抜粋本文

+++

東京電力:石田顧問辞任へ…前エネ庁長官、天下り批判受け

2011年4月19日 2時37分 更新:4月19日 3時15分

 東京電力は18日、前資源エネルギー庁長官の石田徹顧問(58)が4月末で辞任することを決めた。石田氏は6月の株主総会後に副社長に就任する見通しだったが、枝野幸男官房長官が同日、経済産業省幹部職員の電力会社への再就職自粛を求める方針を表明。福島第1原発事故で強い批判にさらされる中、官民の癒着と受け止められかねない人事は避けるべきだと判断した。

 東電首脳によると、石田氏は18日、「一身上の都合」として辞職を申し出た。石田氏は75年、旧通商産業省(現経産省)に入省。昨年8月にエネ庁長官を退官し、今年1月1日付で東電の顧問に就いた。東電は当初、6月の株主総会で石田氏が副社長に就任する人事案の提出を検討しており、実現すれば5人目の経産省(旧通産省を含む)出身副社長になる運びだった。

+++

作業指示
[A] 抜粋本文に出てくる組織・官庁の名前をすべて挙げてください。略称は正式名に含め、旧称は別の一つとして数えます。
[B] 抜粋本文について、次の問いに答えてください。
(i) 石田氏が旧通商産業省に入省したのは何年ですか。
(ii) 石田氏が東電の顧問に就いたのはいつ付ですか。
(iii) 石田氏は辞職を申し出る際、理由をどう述べましたか。
[C] 抜粋本文の最後の文の後を受けて、記事を書き継いでください。

提供データ
+++

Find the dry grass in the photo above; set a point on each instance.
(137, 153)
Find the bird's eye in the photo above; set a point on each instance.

+++

設問別の解答
[A]
東京電力
資源エネルギー庁
経済産業省
旧通商産業省

[B]
(i) 75年
(ii) 今年1月1日付
(iii) 「一身上の都合」

[C]
 しかし福島原発事故で、経産省の外局である原子力安全・保安院が東電の事故対応を指導しきれず、津波対策などの安全規制も不十分だったとの見方が強まった。これに伴い、電力大手が経産省から天下り役員を受け入れている実態が癒着として批判され、国会でも石田氏の天下りが問題化した。枝野官房長官は当初、「(政府が禁じている省庁による)あっせんには該当しない」としていたが、批判の強まりを受け、18日の会見で「疑念を持たれること自体が望ましくない」と方針を転換。経産省も電力会社への再就職自粛を決めた。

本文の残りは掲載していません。